- Graine de vie, une ONG belge installée en 2009 à Madagascar, s’estime le numéro un en reboisement dans le pays.
- Lassée des feux de brousse à répétition et d’un manque présumé d’implication du gouvernement, l’ONG a annoncé en janvier 2023 qu’elle va réduire ses activités d’un tiers.
- L’annonce est survenue après la perte catastrophique à cause d’un feu de brousse de milliers de jeunes arbres fraîchement plantés.
- Des scientifiques estiment toutefois que le feu a toujours fait partie de l’écologie de l’île et qu’il ne serait pas l’unique responsable de la déforestation.
ANTANANARIVO, Madagascar — Après 14 ans de présence à Madagascar, Graine de vie, une ONG belge de reboisement, a eu la goutte d’eau qui a fait déborder le vase. Au mois d’octobre 2022, 50 000 jeunes arbres fraîchement plantés en février de la même année dans la réserve spéciale d’Ambohitantely sont partis en fumée. Excédée par ce que son chef décrit comme un manque d’implication des autorités malgaches, l’ONG a annoncé lors d’une conférence de presse le 10 janvier 2023 à Antananarivo qu’elle va réduire de près d’un tiers ses activités sur l’île.
« Ça a été une succession d’éléments déclencheurs, je suis désolé mais à Madagascar ça ne marche plus », dit le président de Graine de vie, Frédéric Debouche, lors d’une interview avec Mongabay.

## Extrait de données
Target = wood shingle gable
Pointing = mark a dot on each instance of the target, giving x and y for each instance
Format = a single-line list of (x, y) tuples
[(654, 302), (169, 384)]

## Travail demandé
**A)** Actualisez l'article sur Graine de vie entre « ANTANANARIVO, Madagascar — » et « activités sur l’île. », inclus. Recopiez ce passage en remplaçant « conférence de presse » par « réunion publique ».
**B)** Poursuivez l'article sur Graine de vie à Madagascar à la suite de sa dernière phrase.

## Corrigé de l'exercice
**A)**
ANTANANARIVO, Madagascar — Après 14 ans de présence à Madagascar, Graine de vie, une ONG belge de reboisement, a eu la goutte d’eau qui a fait déborder le vase. Au mois d’octobre 2022, 50 000 jeunes arbres fraîchement plantés en février de la même année dans la réserve spéciale d’Ambohitantely sont partis en fumée. Excédée par ce que son chef décrit comme un manque d’implication des autorités malgaches, l’ONG a annoncé lors d’une réunion publique le 10 janvier 2023 à Antananarivo qu’elle va réduire de près d’un tiers ses activités sur l’île.

**B)**
À Madagascar, les feux de brousse sont un drame national qui ne cesse de croître selon la perception populaire, surtout depuis l’essor des efforts de lutte contre le changement climatique. Dans le cadre de ces efforts, toujours plus d’ONG et d’entreprises de reboisement voient le jour dans le pays. Graine de vie, qui est arrivée sur l’île en 2009, fait partie de ces organismes désirant « reverdir » la Grande-île en plantant des arbres.
Jusqu’à la récente réduction d’activités, Graine de vie plantait en moyenne 10 millions d’arbres par an dans 19 régions et s’estime être le numéro 1 en reboisement à Madagascar. À travers 322 pépinières, elle intervient également dans la reforestation de 10 aires protégées et le reboisement des zones villageoises les entourant. L’ONG plante des essences autochtones dans un objectif de restauration écologique dans les aires protégées, tandis qu’elle plante les arbres exotiques en zones villageoises pour utilisation locale comme le charbon de bois ou les matériaux de construction.
En janvier de cette année, l’ONG a publié une vidéo montrant l’étendue des dégâts du feu sur leur site de reboisement dans la réserve spéciale d’Ambohitantely, située dans les hautes-terres centrales de l’île (à 140 kilomètres au nord-ouest d’Antananarivo). L’événement subi par Graine de vie est survenu au moment des pics de la saison des feux de brousse dans le pays en octobre 2022. Les alertes incendies ont été anormalement élevées au cours de l’année 2022 avec un record de 1706 alertes incendies (données satellitaires) à travers l’île lors de la semaine du 10 octobre.
À part Ambohitantely, des incendies sont survenus dans quatre autres aires protégées où l’ONG intervient en seulement un week-end. Les feux seraient parvenus au-delà des pare-feu naturels qu’elle a plantés.
Accusation de « greenwashing étatique »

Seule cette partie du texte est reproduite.